Before we dive into tonight’s recipe, please take the time to check out the original where I drew my inspiration from over on A Wandering Foodie.
PREP TIME 25 MINS | COOKING TIME 45 MINS | SERVES 4-6
For the soup base
- 4L water
- Heads and bones from the reserved tilapia fish filets
- 2 garlic cloves, crushed
- 2-3 large dried bay leaves
- 1 small red onion, quartered
- 1 small thumb-sized piece of ginger, sliced
- 1 stalk lemongrass, white ends crushed
- 1 tbsp shrimp paste
- 2 tsp whole black peppercorns
- 1 tsp salt
For the kroeung paste mixture
- 1 cup coconut milk
- 1/2 cup kroeung paste
- 2 tbsp peanuts, roasted
- 1 & 1/2 tbsp fish sauce
- 1/2 tbsp sugar
- 2 red bird’s eye chillies, chopped
- 2 small turmeric, sliced
- 1 garlic clove, crushed
- 1 small thumb-sized piece of ginger, sliced
- 6 tilapia filets, or any other firm white fish
- 1 pack rice vermicelli noodles
- Assortment of greens (I used mustard leaves, water spinach, and mint leaves)
- Banana blossoms
- Soup Base: In a large stockpot, bring the 4 litres of water to a boil, over high heat, together with all the other ingredients for the soup base, except for the shrimp paste. Once the stock comes to a rapid boil, turn the heat down to bring it to a slow simmer. Simmer for about 30 minutes.
- Kroeung Mixture: Meanwhile, prepare the kroeung mixture. In a mortar and pestle, pound the kroeung paste together with the roasted peanuts, birds eye chillies, ginger, turmeric, and garlic. If you have a small-sized mortar, you can pound the mixture in batches and then combine them into a bowl.
- Add the fish sauce, sugar, and coconut milk into the bowl with the kroeung paste mixture, and mix thoroughly. Let it stand for at least 10 minutes to let all the flavour infuse together.
- Rice Vermicelli Noodles: Bring water to a boil in a separate pot. Add in the pack of rice vermicelli noodles and let it cook for about 4-6 minutes, stirring occasionally.
- While the noodles are cooking, prepare a large bowl filled with ice-cold water.
- Once the noodles are cooked and the texture is to your liking, strain and place the cooked noodles into the cold bowl of water to stop its cooking process. Start taking out equal handfuls of noodle and portion them into individual serving bowls and set aside.
- Num Bahn Chok: Once the soup base is done, strain and return the broth to the stockpot. Add the shrimp paste to the broth and let it come back to a boil over medium-high heat. It is important to add the paste first before any other flavouring ingredients in order to lessen its strong scent. Adjust the broth to taste with salt and sugar to your liking, if needed.
- Once boiled, turn the heat down and add the fish filets into the broth and cook for about 10 minutes. Once cooked through, remove from the broth and set aside.
- Cook the vegetables (mustard greens, water spinach, and banana blossoms) in the broth for a few minutes, then remove and set aside.
- Turn the heat back up and add the kroeung mixture. Cook, stirring occasionally, for about 5-8 minutes.
- Carefully ladle the hot soup into the prepared bowls with noodles. Top with the cooked fish filets, vegetables, mint leaves, and more sliced chillies if you wish.
- Serve immediately while hot and enjoy!

*-*-*

Instructions:
1 – According to the recipe, which ingredients get pounded with the kroeung paste in the mortar and pestle? List them.
2 – Translate this sentence from the recipe into Spanish: "It is important to add the paste first before any other flavouring ingredients in order to lessen its strong scent."

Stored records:
*-*-*

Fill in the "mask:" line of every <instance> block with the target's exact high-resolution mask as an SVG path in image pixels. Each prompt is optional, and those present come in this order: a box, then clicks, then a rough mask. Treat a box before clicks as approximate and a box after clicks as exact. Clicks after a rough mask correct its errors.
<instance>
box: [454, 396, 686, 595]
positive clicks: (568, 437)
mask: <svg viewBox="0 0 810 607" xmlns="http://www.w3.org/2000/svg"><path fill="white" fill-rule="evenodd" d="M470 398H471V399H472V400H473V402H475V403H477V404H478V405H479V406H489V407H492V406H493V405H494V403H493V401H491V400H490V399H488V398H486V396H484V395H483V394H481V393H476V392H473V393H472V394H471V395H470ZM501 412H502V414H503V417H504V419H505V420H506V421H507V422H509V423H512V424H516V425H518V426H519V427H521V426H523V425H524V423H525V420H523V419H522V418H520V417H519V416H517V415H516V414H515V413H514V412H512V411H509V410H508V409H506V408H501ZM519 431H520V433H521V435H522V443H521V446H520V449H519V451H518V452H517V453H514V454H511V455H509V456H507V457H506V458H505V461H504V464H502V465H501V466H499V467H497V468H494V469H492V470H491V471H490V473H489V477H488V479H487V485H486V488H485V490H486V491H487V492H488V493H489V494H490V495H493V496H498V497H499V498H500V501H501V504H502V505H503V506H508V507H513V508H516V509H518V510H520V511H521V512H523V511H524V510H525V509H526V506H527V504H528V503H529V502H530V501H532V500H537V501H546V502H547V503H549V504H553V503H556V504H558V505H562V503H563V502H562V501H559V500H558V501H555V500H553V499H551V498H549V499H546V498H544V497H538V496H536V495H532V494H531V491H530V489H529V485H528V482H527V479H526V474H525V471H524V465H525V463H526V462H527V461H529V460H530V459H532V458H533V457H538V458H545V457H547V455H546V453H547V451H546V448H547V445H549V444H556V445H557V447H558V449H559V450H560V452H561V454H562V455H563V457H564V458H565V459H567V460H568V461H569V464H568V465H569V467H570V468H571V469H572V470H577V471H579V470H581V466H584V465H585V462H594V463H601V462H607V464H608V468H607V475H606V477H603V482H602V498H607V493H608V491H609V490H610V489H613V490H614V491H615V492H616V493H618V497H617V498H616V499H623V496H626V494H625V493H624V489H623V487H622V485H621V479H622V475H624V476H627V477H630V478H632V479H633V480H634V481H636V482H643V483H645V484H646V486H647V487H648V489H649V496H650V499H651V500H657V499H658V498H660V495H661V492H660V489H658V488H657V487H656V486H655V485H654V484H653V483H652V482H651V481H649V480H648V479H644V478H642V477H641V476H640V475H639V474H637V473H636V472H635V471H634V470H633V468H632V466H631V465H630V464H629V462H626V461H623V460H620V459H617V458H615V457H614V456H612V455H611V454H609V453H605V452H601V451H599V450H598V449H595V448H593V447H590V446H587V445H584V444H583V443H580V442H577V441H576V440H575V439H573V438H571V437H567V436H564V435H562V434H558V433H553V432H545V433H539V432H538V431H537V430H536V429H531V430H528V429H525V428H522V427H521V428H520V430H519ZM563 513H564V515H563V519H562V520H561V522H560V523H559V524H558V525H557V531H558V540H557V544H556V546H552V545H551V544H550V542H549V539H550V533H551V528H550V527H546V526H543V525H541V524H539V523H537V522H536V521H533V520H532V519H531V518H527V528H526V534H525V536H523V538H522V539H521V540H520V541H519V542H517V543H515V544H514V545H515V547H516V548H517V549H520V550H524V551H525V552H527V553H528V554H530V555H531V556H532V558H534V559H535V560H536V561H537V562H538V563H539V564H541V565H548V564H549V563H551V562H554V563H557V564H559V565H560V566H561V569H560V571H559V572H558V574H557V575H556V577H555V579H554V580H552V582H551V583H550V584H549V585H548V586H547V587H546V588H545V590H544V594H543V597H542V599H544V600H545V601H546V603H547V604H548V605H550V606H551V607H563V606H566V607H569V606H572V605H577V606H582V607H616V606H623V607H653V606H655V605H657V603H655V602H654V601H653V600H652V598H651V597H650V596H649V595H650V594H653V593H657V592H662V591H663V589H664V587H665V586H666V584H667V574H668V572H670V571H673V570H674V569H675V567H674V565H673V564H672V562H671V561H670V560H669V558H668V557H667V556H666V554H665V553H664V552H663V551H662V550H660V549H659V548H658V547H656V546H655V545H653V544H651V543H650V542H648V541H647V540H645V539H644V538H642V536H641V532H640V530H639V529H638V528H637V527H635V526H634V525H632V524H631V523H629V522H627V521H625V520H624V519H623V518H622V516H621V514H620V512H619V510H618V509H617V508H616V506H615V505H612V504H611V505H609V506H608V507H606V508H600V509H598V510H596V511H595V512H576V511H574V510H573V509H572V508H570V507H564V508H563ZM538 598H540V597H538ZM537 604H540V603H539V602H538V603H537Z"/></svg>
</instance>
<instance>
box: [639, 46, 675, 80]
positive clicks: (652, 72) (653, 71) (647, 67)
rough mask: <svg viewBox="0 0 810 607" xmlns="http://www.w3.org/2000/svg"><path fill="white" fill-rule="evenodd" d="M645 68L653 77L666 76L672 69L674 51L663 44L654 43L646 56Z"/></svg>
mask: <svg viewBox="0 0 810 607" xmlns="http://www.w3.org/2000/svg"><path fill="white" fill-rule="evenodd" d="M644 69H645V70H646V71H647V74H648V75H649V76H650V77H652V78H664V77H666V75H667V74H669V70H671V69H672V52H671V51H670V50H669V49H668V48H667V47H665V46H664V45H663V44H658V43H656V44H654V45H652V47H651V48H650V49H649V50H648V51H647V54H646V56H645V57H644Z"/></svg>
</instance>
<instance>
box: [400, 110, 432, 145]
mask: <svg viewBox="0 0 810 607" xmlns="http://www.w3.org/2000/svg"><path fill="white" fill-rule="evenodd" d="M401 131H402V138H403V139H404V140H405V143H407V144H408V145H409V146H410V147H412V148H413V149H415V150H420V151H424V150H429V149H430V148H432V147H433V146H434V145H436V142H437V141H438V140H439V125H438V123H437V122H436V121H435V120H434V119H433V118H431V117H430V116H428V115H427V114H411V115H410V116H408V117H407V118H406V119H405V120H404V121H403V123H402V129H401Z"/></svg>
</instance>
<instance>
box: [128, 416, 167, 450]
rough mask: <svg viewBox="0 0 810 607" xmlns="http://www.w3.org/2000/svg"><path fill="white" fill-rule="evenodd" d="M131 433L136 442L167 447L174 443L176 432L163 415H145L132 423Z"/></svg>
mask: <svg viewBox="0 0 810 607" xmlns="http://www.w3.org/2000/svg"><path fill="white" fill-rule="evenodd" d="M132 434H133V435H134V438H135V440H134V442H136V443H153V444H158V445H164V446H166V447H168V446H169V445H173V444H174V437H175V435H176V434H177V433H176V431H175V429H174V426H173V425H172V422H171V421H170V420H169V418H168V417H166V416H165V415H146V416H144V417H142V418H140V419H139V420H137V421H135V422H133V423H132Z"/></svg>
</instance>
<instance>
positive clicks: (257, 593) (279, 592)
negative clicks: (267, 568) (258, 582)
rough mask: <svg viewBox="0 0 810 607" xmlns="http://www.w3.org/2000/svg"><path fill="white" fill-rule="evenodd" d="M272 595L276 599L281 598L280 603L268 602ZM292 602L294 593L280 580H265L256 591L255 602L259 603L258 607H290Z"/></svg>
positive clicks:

*-*-*

Per-task answers:
1 –
- Roasted peanuts
- Birds eye chillies
- Ginger
- Turmeric
- Garlic

2 – Es importante añadir la pasta primero, antes que cualquier otro ingrediente para dar sabor, para atenuar su fuerte olor.